# [Directions for this task]
Please write out exactly the lines that begin at the line containing "Query: magenta flower" and run to the end of the records.

# [Supplied records]
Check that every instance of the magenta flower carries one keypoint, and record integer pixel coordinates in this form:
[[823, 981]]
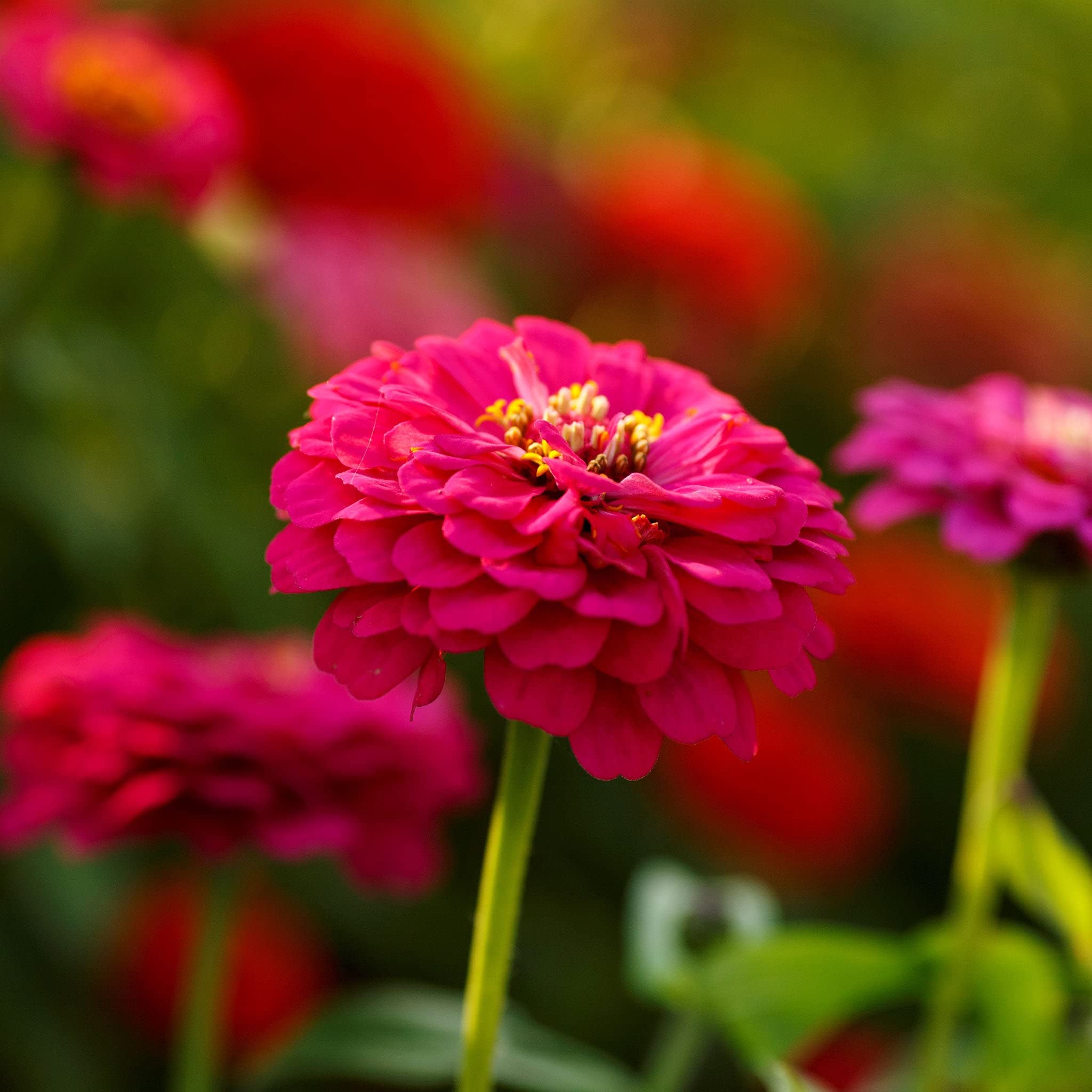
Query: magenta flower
[[127, 733], [620, 537], [137, 111], [1000, 462]]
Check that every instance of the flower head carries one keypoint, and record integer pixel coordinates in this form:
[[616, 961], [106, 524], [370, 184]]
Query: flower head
[[127, 733], [622, 539], [353, 107], [1004, 464], [137, 111]]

# [Expected output]
Query: magenta flower
[[127, 733], [620, 537], [137, 111], [1000, 462]]
Check that every instance of the flower head carries one keypoint, and record integer pixel coordinates in this form:
[[616, 961], [106, 524], [370, 184]]
Query: flower head
[[127, 733], [622, 539], [353, 107], [1004, 464], [137, 111]]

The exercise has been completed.